Article
* * * * * * *
Dans « Les rides d’un rêve », les péripéties d’un exil

Dans son premier livre autobiographique, Layla Abi Samra, une Libanaise qui a fait sa vie en France, rouvre les pages de la guerre pour raconter un pan de son histoire.

« Les rides d’un rêve », de Layla Abi Samra.

Les rides d'un rêve, écrit par Layla Abi Samra et paru aux éditions L'Harmattan cette année, raconte avec poésie une vie marquée par le tumulte de la guerre civile, la précarité des conditions sociales et l'exil en France. L'auteure, dans ce premier roman, retrace l'histoire de Hiyam, des vergers de Chebaa à l'université de Lyon, en passant par le combat contre le marasme de la guerre. Ce récit qui raconte la réussite, l'ascension sociale, est également un récit de nostalgie, de rêves d'enfant qui se fanent peu à peu et se brisent.
Roman ou autobiographie ? Telle est l'une des premières questions qui effleurent l'esprit. En réalité, l'auteure semble bel et bien être la narratrice. Mais le livre n'est pas simplement le récit linéaire de la vie de Hiyam, il est le récit d'un pays, d'une génération, d'une situation sociale. Ce qui compte n'est pas tant la vie que ce qu'elle incarne.
L'ouvrage mêle donc le personnel et le social, la poésie du conte et la description minutieuse d'une réalité. Tout au long du livre, les tons, les styles s'entremêlent et se chevauchent. Le lyrisme poétique de l'intime côtoie la ferveur de l'analyse politique.
Au cours de la lecture, il suffit d'une métaphore pour s'évader dans un univers onirique, où la peur et la guerre sont incarnées dans l'esprit d'une petite fille – une « balançoire qui tantôt nous bascule vers la mort, tantôt vers des éclats de vie », un lit traversant le sol, fuyant les obus venus du ciel.
La peur est alors une chimère, un djinn échappé des contes orientaux, venu tourmenter les habitants de Chebaa et l'esprit de la narratrice. L'inégalité sociale est elle aussi incarnée dans des songes d'enfant – la narratrice, l'une des rares musulmanes pauvres d'une école privée chrétienne, rêve de première communion et collectionne des images de Jésus et de la Vierge.
Seulement, à l'instant suivant, une critique politique vient nous ramener au brutal enchaînement des faits politiques et sociaux. Peu à peu, Hiyam est prise d'un sentiment d'injustice, et l'adolescente effrontée dispute la place à la petite fille rêveuse, qui ne sera pourtant jamais écartée.
* * * * * * *
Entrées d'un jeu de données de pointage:
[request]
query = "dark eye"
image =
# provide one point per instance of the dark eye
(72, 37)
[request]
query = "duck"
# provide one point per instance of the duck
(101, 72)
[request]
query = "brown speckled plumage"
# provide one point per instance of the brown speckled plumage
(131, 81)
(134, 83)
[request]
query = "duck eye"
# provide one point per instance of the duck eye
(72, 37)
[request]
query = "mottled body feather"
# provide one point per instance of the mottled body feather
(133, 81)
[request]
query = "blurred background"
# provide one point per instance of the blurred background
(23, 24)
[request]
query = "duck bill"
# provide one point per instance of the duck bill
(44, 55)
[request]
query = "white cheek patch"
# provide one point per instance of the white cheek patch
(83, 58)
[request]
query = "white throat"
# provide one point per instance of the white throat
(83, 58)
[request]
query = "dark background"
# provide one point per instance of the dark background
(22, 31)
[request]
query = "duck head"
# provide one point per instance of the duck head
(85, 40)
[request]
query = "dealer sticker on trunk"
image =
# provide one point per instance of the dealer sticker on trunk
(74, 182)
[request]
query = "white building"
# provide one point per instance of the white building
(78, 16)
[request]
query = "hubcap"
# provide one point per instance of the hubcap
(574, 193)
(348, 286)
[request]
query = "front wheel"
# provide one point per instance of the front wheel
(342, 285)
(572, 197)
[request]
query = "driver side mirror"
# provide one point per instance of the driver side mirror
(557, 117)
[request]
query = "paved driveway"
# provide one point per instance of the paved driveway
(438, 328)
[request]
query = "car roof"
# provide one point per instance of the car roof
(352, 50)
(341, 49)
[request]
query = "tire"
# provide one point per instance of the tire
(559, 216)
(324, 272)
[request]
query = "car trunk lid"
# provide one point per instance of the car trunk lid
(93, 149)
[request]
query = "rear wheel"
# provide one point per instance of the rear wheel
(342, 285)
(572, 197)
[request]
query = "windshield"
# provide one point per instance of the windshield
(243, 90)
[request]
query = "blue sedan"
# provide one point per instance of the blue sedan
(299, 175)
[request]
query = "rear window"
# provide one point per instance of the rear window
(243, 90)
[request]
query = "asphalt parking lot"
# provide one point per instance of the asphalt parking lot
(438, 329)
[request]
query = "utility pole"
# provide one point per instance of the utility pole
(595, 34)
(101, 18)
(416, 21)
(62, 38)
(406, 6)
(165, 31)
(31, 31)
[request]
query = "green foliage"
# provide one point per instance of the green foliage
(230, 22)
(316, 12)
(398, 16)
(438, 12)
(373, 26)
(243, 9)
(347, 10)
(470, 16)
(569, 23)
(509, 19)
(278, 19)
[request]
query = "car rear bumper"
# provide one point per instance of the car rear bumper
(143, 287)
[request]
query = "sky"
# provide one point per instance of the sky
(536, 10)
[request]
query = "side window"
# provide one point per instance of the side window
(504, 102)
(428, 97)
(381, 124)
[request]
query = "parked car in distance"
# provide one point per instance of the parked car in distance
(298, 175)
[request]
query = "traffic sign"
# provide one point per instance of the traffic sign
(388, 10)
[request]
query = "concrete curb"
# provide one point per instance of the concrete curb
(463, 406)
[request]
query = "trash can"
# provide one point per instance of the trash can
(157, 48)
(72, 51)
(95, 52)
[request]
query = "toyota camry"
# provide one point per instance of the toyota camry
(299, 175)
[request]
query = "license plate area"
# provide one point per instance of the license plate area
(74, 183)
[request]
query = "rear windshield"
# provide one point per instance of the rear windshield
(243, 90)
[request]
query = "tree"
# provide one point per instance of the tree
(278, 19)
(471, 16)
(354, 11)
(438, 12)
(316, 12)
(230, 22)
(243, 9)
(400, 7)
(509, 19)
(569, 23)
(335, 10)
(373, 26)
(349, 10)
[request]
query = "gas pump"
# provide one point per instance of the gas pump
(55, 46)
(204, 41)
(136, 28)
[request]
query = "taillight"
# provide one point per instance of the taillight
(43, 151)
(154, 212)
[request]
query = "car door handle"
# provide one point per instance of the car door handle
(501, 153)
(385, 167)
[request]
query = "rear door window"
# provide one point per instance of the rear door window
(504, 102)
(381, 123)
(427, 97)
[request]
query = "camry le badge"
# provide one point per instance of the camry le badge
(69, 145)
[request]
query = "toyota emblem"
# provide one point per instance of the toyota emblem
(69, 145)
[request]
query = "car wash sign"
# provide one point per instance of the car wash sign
* * * * * * *
Consignes
Pourriez-vous reprendre l'article sur le roman « Les rides d'un rêve » à partir de sa dernière phrase ? Ces enregistrements n'ont aucun rapport avec l'article.

Résultat obtenu
Cette jeune femme se révolte contre la guerre, contre les puissances extérieures, mais surtout contre son propre pays et contre l'avenir qu'il lui destine. Elle refuse traditions et religion, se cramponne à l'instruction afin que sa vie soit différente de celle de ses parents et de son milieu social. Pourtant, cette narratrice révoltée, que le Liban étouffe et oppresse et que la perspective de fuir laisse accrochée à sa table de travail comme à « une bouée de secours », chante une ode au pays et à ses origines.
Une ode à la sœur, avec qui la narratrice entretient une relation fusionnelle que l'exil viendra briser. Une ode à l'amant communiste et, à travers lui, une ode aux idéaux politiques brisés. Une ode à la mère surtout, illettrée mais combative, cherchant à modeler l'avenir de ses enfants à l'image de ses ambitions avortées. Cette mère absente de la vie personnelle de la narratrice, parfois sévère, mais dont le dévouement et le courage sont encensés. Un éloge du père aussi, dont « les racines sont ancrées dans chaque montagne, chaque vallée, chaque parcelle de terre », mais qui finit pourtant par s'exiler à Beyrouth, et dont l'horizon se limite dès lors à sa petite épicerie de quartier. Même le grand-père sévère, craint par tous, au tempérament « taillé à la serpe », est dépeint avec respect par la narratrice. Tout au long du livre, l'amour de la terre, de la nature, le désir latent d'un retour à une vie simple viennent contrebalancer le désir d'instruction et l'ambition.
Comme si finalement, après tant d'années, une fois fanés les ambitions et rêves de rébellion, s'était installé un mélancolique désir de retour.
De la même manière, après l'exil, le pays est passionnément retrouvé. « Telle une énorme vague de nostalgie », la narratrice « déferle sur la Méditerranée », « même l'odeur de la poudre » lui avait manqué. Mais ce qui lui avait manqué, c'était aussi cette fièvre politique et relationnelle, cette manière de toquer aux portes sans prévenir, cette anarchie sociale propre à la guerre.
L'analyse peut parfois paraître manichéenne – la France pays de solitude, le Liban pays de chaleur sociale –,
mais elle reflète la nostalgie propre à l'exil et à la perte de repères sociaux.
Au-delà de la nostalgie, ce livre est un questionnement. Il est le cri étonné que l'on lance au destin, lorsque entre le passé et le présent le gouffre devient trop grand : comment passe-t-on de Chebaa à Lyon, de l'anarchie des bombes et des relations sociales à la France, cette paisible et morne « autoroute de la paix » ?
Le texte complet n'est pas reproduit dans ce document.